EXERCISE OBJECTIVE -
Render every line of the items below as a numbered list, skipping any blank lines.

[Data drawn from a collection]

◆ ◆ ◆ ◆

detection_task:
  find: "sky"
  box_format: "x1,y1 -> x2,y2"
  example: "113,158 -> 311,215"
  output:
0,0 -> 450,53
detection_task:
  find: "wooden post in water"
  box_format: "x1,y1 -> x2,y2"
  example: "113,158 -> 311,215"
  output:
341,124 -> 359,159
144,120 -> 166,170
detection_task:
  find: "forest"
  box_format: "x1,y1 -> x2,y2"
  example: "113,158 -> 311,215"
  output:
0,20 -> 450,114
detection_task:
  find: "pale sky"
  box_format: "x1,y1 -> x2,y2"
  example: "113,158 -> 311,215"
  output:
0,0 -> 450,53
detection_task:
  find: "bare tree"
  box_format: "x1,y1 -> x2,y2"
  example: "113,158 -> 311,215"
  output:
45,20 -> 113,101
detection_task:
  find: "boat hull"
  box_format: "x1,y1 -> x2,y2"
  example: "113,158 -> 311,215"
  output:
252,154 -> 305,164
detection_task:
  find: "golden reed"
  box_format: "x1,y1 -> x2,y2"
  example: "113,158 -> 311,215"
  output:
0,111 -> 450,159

◆ ◆ ◆ ◆

SOLUTION FOR THIS EXERCISE -
1. detection_task:
2.   find: "sky"
3.   box_format: "x1,y1 -> x2,y2"
4.   example: "113,158 -> 311,215"
5.   output:
6. 0,0 -> 450,53
7. detection_task:
8.   find: "wooden post in water"
9.   box_format: "x1,y1 -> x2,y2"
10.   example: "113,158 -> 311,215"
11.   output:
12. 341,124 -> 359,159
13. 144,120 -> 166,170
14. detection_task:
15.   find: "forest"
16.   box_format: "x1,y1 -> x2,y2"
17.   example: "113,158 -> 311,215"
18.   output:
19. 0,20 -> 450,114
20. detection_task:
21.   find: "pale sky"
22.   box_format: "x1,y1 -> x2,y2"
23.   example: "113,158 -> 311,215"
24.   output:
25. 0,0 -> 450,53
26. detection_task:
27.   find: "bare tree"
28.   box_format: "x1,y1 -> x2,y2"
29.   example: "113,158 -> 311,215"
30.   output:
31. 45,20 -> 113,101
32. detection_task:
33.   find: "boat hull"
34.   box_format: "x1,y1 -> x2,y2"
35.   example: "113,158 -> 311,215"
36.   output:
37. 252,154 -> 305,164
38. detection_task:
39.   find: "golden reed"
40.   box_format: "x1,y1 -> x2,y2"
41.   example: "113,158 -> 311,215"
42.   output:
43. 0,111 -> 450,159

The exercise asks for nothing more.